▶ **GOAL OF THE EXERCISE**:
Everything in the listing below must be set down again exactly.

▶ **DATA IN THIS EXERCISE**:
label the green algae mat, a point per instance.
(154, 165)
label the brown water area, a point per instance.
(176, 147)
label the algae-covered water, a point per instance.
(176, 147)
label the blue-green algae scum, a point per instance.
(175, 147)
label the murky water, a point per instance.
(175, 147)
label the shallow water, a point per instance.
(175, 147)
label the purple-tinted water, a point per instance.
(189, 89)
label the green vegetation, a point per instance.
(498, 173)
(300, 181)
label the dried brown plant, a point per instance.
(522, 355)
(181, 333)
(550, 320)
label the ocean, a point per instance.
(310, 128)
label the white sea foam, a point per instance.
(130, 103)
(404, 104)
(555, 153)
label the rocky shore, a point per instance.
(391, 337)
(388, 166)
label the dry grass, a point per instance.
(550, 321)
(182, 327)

▶ **WRITTEN ANSWER**:
label the green algae mat, a point per instance.
(154, 165)
label the brown water area, a point per instance.
(176, 147)
label the algae-covered water, a point per instance.
(176, 147)
label the blue-green algae scum, a point per instance.
(175, 147)
label the murky water, a point per instance.
(175, 147)
label the shallow water, a point per instance.
(175, 147)
label the purple-tinted water, a point per instance.
(189, 89)
label the green vegetation, a point per instance.
(498, 173)
(300, 181)
label the dried brown plant, a point per instance.
(522, 355)
(181, 333)
(550, 320)
label the ocean, a point per instance.
(310, 128)
label the white sea foam, a point per instance.
(130, 103)
(404, 104)
(555, 153)
label the rocky shore, a point per instance.
(391, 337)
(388, 166)
label the dry grass, a point per instance.
(550, 321)
(182, 327)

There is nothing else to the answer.